■ Written request ■
Copy out word for word the rows starting at the line that contains "Can you see the stone" and ending at the last line of the rows below.
[Records shown start]
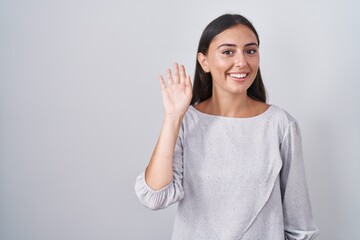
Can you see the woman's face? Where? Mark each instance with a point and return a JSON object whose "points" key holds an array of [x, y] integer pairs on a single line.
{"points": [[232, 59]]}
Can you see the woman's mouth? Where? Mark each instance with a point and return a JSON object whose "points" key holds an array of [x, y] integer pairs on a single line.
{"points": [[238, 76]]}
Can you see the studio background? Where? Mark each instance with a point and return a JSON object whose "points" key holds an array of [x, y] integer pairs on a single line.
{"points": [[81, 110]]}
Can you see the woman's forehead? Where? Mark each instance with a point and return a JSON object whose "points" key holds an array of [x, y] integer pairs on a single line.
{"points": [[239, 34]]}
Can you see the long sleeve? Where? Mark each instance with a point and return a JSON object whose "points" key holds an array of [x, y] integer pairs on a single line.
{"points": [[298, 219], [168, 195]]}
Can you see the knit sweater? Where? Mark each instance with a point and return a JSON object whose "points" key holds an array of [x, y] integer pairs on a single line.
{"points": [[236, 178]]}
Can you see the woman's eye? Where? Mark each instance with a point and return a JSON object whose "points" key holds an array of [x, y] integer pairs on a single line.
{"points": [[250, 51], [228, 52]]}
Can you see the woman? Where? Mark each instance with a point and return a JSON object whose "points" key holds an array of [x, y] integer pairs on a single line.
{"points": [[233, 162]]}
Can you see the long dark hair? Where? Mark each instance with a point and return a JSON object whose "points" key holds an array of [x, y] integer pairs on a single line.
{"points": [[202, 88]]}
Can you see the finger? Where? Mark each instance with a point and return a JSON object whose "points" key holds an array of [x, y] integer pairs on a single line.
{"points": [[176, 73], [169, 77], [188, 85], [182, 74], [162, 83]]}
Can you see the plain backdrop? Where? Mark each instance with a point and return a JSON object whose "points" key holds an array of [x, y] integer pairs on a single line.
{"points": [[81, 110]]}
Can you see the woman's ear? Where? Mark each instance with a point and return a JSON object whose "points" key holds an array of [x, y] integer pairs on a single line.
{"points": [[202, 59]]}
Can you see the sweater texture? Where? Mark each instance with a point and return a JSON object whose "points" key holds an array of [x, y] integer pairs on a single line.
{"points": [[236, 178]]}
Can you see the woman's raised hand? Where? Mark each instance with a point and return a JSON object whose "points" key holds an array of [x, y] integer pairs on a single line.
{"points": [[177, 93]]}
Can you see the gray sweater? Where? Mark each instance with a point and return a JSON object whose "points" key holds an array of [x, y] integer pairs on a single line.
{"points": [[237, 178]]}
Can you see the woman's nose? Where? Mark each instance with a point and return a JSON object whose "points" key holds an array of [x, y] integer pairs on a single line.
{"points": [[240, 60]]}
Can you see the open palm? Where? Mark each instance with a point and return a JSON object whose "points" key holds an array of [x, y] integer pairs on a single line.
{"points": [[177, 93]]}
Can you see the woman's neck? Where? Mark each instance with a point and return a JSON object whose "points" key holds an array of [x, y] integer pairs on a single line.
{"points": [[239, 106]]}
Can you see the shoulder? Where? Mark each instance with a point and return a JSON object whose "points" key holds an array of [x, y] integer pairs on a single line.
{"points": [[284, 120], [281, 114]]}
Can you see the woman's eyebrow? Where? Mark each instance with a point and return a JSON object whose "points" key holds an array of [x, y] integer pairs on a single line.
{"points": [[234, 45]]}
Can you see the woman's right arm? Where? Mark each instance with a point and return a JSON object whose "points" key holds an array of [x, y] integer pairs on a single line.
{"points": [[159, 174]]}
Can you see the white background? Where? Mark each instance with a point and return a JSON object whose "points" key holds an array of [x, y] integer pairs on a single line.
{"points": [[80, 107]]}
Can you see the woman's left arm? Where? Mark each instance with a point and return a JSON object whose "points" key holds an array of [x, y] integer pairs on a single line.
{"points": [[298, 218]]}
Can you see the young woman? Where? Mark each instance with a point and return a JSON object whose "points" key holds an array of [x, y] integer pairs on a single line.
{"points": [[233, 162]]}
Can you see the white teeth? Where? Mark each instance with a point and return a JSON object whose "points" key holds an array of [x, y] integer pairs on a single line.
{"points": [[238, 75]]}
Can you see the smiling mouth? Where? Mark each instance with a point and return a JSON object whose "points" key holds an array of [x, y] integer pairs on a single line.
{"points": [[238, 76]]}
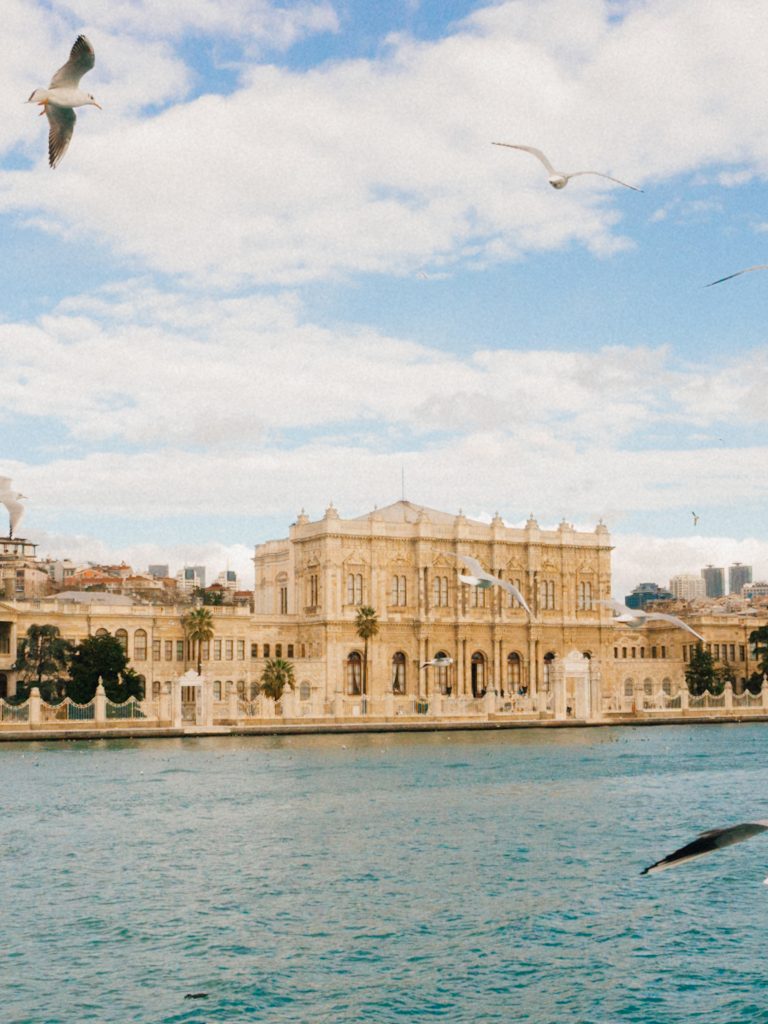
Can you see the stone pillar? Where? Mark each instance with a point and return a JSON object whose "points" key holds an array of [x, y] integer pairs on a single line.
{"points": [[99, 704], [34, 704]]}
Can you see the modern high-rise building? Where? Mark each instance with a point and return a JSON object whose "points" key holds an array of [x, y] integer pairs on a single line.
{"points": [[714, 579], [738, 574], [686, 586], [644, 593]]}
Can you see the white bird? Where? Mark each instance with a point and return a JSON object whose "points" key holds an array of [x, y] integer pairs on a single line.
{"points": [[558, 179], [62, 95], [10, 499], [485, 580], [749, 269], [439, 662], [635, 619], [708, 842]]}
[Records shown end]
■ Solution to this problem ■
Can you see the stone pillar? Where? Mark each instance with a point and return a JSON object whose "points" key holds an array of [x, y] integer pairs on a single line.
{"points": [[99, 704], [34, 704]]}
Can you see the modern high-rise building? Where? Mark each instance with a point and return a JSON object whose "points" key holds an array of [x, y] integer pairs on a single line.
{"points": [[714, 579], [738, 574], [686, 586], [644, 593]]}
Can you see the white bird? Where? Mark each instance with a point and return a JSON object whose "points" key holds an array of [x, y] integer pairs on a single line.
{"points": [[558, 179], [62, 95], [10, 499], [485, 580], [749, 269], [439, 662], [635, 619], [708, 842]]}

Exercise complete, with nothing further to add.